**What is expected**
Pictures do not belong in the copy; restate the records below word for word.

--- Dataset records Enclosed Below ---

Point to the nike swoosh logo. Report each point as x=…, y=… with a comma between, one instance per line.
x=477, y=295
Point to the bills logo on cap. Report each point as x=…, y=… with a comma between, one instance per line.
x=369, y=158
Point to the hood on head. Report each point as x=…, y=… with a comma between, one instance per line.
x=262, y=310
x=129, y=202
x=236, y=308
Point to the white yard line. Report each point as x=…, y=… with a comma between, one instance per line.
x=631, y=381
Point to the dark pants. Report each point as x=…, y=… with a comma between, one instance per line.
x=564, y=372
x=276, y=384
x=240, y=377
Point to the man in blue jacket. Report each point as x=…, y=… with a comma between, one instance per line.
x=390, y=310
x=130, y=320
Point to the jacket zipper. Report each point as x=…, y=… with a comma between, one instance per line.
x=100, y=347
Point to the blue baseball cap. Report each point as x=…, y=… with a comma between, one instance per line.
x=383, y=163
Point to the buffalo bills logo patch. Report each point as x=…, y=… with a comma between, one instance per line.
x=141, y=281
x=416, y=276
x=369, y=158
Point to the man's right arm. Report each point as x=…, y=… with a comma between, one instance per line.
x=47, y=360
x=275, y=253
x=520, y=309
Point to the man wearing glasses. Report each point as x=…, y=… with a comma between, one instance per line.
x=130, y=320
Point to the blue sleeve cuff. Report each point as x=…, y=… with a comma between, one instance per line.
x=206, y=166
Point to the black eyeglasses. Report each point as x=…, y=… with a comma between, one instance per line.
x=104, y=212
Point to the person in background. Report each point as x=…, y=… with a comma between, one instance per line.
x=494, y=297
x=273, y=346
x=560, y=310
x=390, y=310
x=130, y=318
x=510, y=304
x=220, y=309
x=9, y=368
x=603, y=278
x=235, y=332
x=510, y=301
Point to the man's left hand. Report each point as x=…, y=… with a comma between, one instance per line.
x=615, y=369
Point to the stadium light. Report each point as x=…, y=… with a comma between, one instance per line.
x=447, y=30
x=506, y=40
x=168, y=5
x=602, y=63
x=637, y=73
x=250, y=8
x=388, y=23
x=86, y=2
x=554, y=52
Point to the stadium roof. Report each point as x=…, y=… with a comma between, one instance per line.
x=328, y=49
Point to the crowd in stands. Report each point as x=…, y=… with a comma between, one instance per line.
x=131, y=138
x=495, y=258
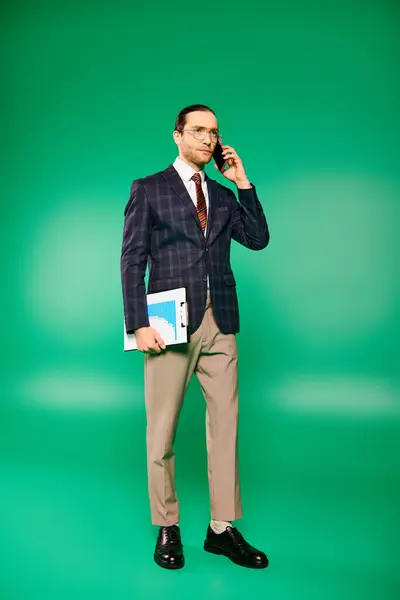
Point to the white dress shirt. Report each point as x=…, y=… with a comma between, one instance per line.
x=186, y=173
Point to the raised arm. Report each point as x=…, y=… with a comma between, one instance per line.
x=249, y=225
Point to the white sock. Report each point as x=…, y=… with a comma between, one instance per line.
x=219, y=526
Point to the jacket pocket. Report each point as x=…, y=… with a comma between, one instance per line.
x=164, y=283
x=229, y=279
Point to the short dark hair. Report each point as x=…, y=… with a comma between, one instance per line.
x=181, y=118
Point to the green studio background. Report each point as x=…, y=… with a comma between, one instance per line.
x=308, y=94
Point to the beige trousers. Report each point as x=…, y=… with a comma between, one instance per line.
x=212, y=356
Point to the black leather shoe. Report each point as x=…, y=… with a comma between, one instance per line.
x=231, y=543
x=169, y=551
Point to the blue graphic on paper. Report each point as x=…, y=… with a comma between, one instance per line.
x=164, y=310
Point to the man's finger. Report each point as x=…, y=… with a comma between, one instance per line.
x=160, y=341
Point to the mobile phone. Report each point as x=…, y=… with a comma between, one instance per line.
x=217, y=156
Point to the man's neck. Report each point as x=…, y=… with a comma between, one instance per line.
x=193, y=165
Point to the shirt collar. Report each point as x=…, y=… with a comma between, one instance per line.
x=186, y=171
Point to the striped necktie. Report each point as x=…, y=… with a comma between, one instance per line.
x=201, y=201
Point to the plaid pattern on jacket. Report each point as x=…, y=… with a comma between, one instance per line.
x=162, y=231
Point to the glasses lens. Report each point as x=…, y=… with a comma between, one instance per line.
x=201, y=135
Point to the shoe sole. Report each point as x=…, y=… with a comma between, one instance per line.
x=216, y=550
x=169, y=567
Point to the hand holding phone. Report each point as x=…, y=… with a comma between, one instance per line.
x=217, y=156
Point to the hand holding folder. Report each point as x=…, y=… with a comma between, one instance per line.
x=168, y=315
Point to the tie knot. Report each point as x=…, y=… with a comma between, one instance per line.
x=196, y=178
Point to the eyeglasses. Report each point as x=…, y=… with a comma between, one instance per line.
x=200, y=133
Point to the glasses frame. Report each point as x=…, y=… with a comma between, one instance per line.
x=219, y=135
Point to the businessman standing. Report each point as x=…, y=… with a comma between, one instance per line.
x=180, y=223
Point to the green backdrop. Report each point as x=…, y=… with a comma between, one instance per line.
x=308, y=94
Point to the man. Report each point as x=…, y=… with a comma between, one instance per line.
x=180, y=222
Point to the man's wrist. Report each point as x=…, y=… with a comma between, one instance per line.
x=243, y=184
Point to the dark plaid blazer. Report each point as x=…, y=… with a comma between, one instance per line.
x=162, y=230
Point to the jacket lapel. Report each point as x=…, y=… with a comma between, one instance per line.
x=174, y=180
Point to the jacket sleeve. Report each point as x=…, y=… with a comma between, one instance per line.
x=134, y=255
x=249, y=225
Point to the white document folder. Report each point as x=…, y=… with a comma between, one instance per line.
x=168, y=315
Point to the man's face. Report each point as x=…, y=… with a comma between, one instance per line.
x=197, y=152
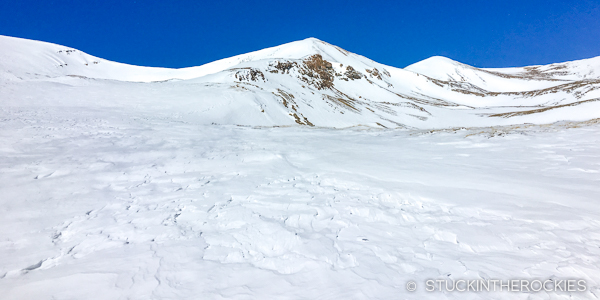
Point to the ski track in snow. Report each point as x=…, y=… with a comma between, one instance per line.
x=101, y=204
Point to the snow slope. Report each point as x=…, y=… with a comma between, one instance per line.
x=236, y=180
x=309, y=83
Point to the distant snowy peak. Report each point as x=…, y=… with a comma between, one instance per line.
x=313, y=83
x=21, y=58
x=507, y=79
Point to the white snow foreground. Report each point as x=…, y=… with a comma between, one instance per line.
x=116, y=187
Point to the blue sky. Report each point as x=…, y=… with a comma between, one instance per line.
x=398, y=33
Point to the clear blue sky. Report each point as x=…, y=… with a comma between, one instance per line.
x=398, y=33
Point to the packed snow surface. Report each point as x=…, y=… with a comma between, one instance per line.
x=112, y=188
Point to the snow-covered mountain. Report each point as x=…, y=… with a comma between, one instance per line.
x=127, y=182
x=309, y=82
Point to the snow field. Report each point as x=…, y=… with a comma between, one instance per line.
x=104, y=204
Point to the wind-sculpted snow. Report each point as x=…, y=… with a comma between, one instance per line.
x=271, y=175
x=109, y=204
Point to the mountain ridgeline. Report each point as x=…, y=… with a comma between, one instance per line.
x=305, y=83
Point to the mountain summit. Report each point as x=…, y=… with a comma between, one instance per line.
x=308, y=83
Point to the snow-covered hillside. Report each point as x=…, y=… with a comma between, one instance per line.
x=238, y=180
x=309, y=83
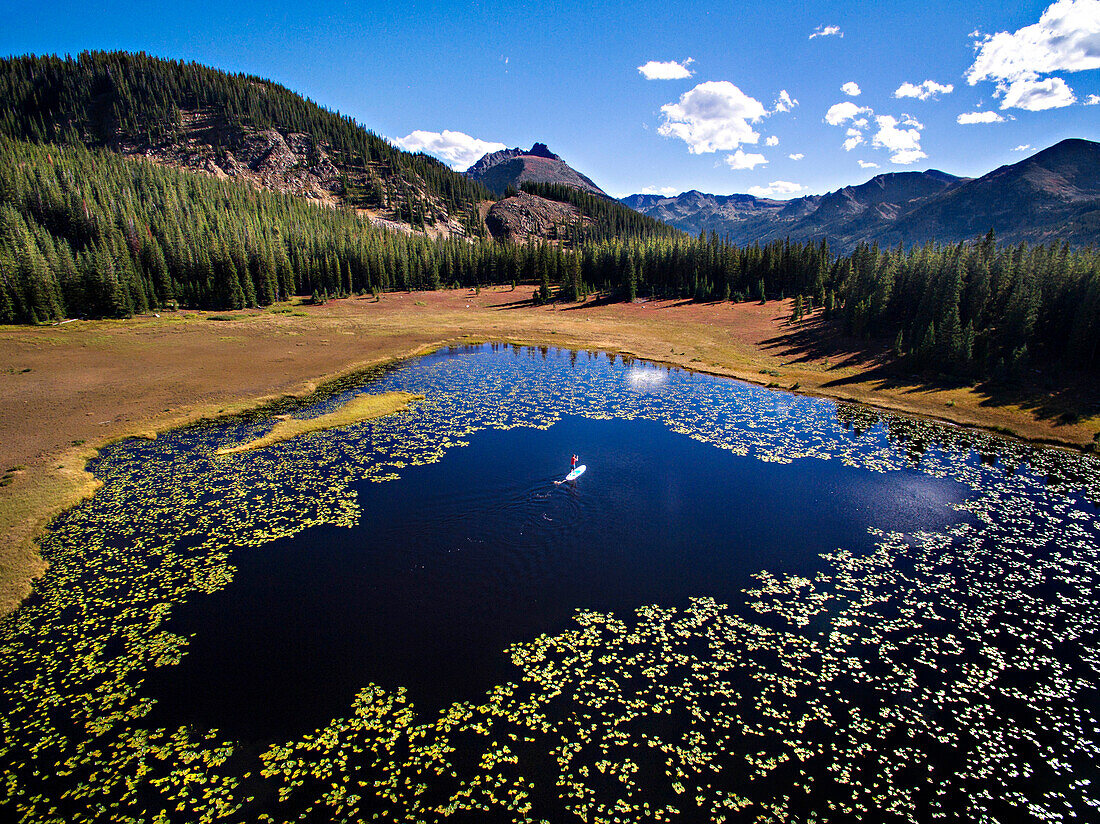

--- End of Enclosed Dataset records ---

**Answer to this problem**
Point to the nike swoosh logo. Report each point as x=…, y=… with a comma between, one instance per line.
x=477, y=295
Point to the bills logo on cap. Report each point as x=…, y=… with a comma between, one instance per line.
x=369, y=158
Point to the hood on head. Report each point as x=…, y=… with a comma between, one instance per line.
x=262, y=310
x=129, y=202
x=236, y=308
Point to the white yard line. Report each point as x=…, y=… with a comma between, one instance per line.
x=631, y=381
Point to the dark pants. Report each point as x=…, y=… with a comma between, one instance per line.
x=564, y=372
x=276, y=384
x=240, y=377
Point to the man in blue jacket. Report each point as x=…, y=… with a comma between, one instance per line.
x=390, y=310
x=130, y=320
Point to the jacket zipper. Report each point as x=…, y=… with a comma between, one instance per line.
x=100, y=347
Point to the blue baseball cap. Report each point as x=…, y=… with a comma between, one instance per line.
x=383, y=163
Point to the buffalo bills logo patch. Report each point as x=…, y=… with a comma between, one instance per line.
x=141, y=281
x=416, y=276
x=369, y=158
Point to the man's right arm. Report each point as x=…, y=… with a comma between, one instance per line.
x=47, y=360
x=275, y=253
x=520, y=309
Point to the man wearing glasses. Report each point as x=…, y=… with a comma between, one instance per line.
x=130, y=320
Point to the blue sleeve cuff. Report each point as x=…, y=… with a comma between, one instance per line.
x=206, y=166
Point to the black eyeglasses. Report each point as x=…, y=… with a comma between, one instance per line.
x=104, y=212
Point to the person in background. Report each point as x=…, y=… with a comma between, one instance per line.
x=494, y=297
x=273, y=346
x=560, y=310
x=390, y=310
x=130, y=318
x=510, y=304
x=220, y=309
x=9, y=368
x=603, y=278
x=235, y=332
x=510, y=301
Point to the man's left hand. Report each point as x=…, y=… with a comma between, one instance per line.
x=615, y=369
Point to the stadium light. Report each point as x=…, y=… with a comma between, one instance per line.
x=447, y=30
x=506, y=40
x=168, y=5
x=602, y=63
x=637, y=73
x=250, y=8
x=388, y=23
x=86, y=2
x=554, y=52
Point to the stadium roof. Report each point as x=…, y=… with a comma between, one instance per line.
x=328, y=49
Point to the crowd in stands. Report each point as x=…, y=… with a comma between, one instance per line.
x=131, y=138
x=495, y=258
Point to the white dress shirt. Report each point as x=…, y=… with a comma between, one instance per line.
x=186, y=173
Point to the raised arm. Report each point as x=…, y=… with a comma between, one instance per line.
x=249, y=225
Point to the white sock. Report each point as x=…, y=… with a comma between, one instance per line.
x=219, y=526
Point to the jacket pocket. Report each point as x=…, y=… with a comma between, one instance per line.
x=164, y=283
x=229, y=279
Point to the short dark hair. Report each point as x=…, y=… with a comma between, one instance per line.
x=181, y=118
Point to the green studio background. Report each point as x=…, y=… with a comma between, one instance per line.
x=308, y=94
Point to the beige trousers. Report each point as x=…, y=… with a comma between, one instance per line.
x=212, y=356
Point to the black leather shoe. Report each point as x=…, y=… with a comma between, one instance per line.
x=231, y=543
x=169, y=551
Point to the blue graphic on paper. Report each point as x=…, y=… with a comma between, one instance per line.
x=164, y=310
Point to the man's finger. Report each point as x=…, y=… with a comma between, one instance per line.
x=160, y=341
Point to the mobile phone. Report each point as x=…, y=… with a comma between, one instance per line.
x=217, y=156
Point to the man's neck. Report each point as x=…, y=… with a comma between, one instance per line.
x=193, y=165
Point to the shirt collar. Report each point as x=…, y=… with a comma between, one instance per line.
x=186, y=171
Point to the striped necktie. Report each point as x=…, y=… with a comma between, one instance per line.
x=201, y=201
Point to the plaid pattern on jacket. Report each point as x=…, y=… with a comma between, one instance per line.
x=162, y=231
Point to the glasses lens. Report each point as x=…, y=… with a comma between, one instance per line.
x=201, y=135
Point to the shoe sole. Report each point as x=…, y=… with a comma between, one instance per line.
x=216, y=550
x=169, y=567
Point to the hand holding phone. Report each point as x=…, y=… with a comma between, one instance per line.
x=217, y=156
Point to the hand holding folder. Report each point as x=…, y=… with a comma between, one instance per line.
x=168, y=315
Point to the tie knot. Report each point as x=…, y=… with a comma between, one instance per line.
x=196, y=178
Point to the eyeglasses. Report each point as x=…, y=… with a comma between, one instance per line.
x=200, y=133
Point to the glasses frame. Report each point as x=…, y=… with a comma between, one instance per line.
x=219, y=135
Point to the businessman standing. Report each point as x=…, y=… with a comma between, one instance per line.
x=180, y=223
Point to the green backdrop. Report each point as x=…, y=… with a comma between, one instance per line.
x=308, y=94
Point to the man. Report each point as x=…, y=… with a comma between, one instance per line.
x=180, y=222
Point to the man's wrist. Report each point as x=…, y=… with a comma between, one instance per line.
x=243, y=184
Point to the dark plaid blazer. Report each point as x=…, y=… with a comma between, one instance per line.
x=162, y=230
Point to the jacket lapel. Report each point as x=…, y=… with a comma between, one instance per line.
x=174, y=180
Point to the jacket sleeve. Report each point as x=…, y=… with a comma between, one instance per line.
x=134, y=255
x=249, y=225
Point to the white document folder. Report each point as x=…, y=… with a comma between, one instance per line.
x=168, y=315
Point to the man's face. Report each point as x=…, y=… with a comma between, one instance per line.
x=197, y=152
Point to the ski track in snow. Report each point as x=…, y=… with a comma between, one instance per line.
x=101, y=204
Point to the snow slope. Report each point as x=…, y=… with a comma between, one instance per line.
x=236, y=180
x=309, y=83
Point to the distant snowy peak. Report each point as x=…, y=… with a comma between, one instance per line.
x=313, y=83
x=21, y=58
x=507, y=79
Point to the white snow foreground. Report each point as x=…, y=… with a comma between, one instance per line.
x=116, y=187
Point to the blue sky. Report each point as x=…, y=… with a comma between, one instance per line.
x=398, y=33
Point to the clear blue sky. Report each point as x=…, y=… with a comma between, one instance per line.
x=398, y=33
Point to the packed snow surface. Report each point as x=…, y=… with a comma between, one instance per line.
x=112, y=188
Point to the snow-covered mountain. Report each point as x=…, y=… with a comma between, one instance per line.
x=127, y=182
x=309, y=82
Point to the snow field. Report each point as x=…, y=… with a comma between, one instance per line.
x=104, y=204
Point to the wind-sculpted snow. Report each point as x=…, y=… with a comma between, one instance per line.
x=271, y=175
x=109, y=204
Point to the mountain ridgeline. Report each point as x=…, y=… with a comma between, one instance per line.
x=305, y=83
Point to the mountain summit. Report each point as x=…, y=… with a comma between, one instance per line.
x=308, y=83
Point to the snow-covered hillside. Report each point as x=…, y=… with a comma between, one instance per line.
x=238, y=180
x=309, y=83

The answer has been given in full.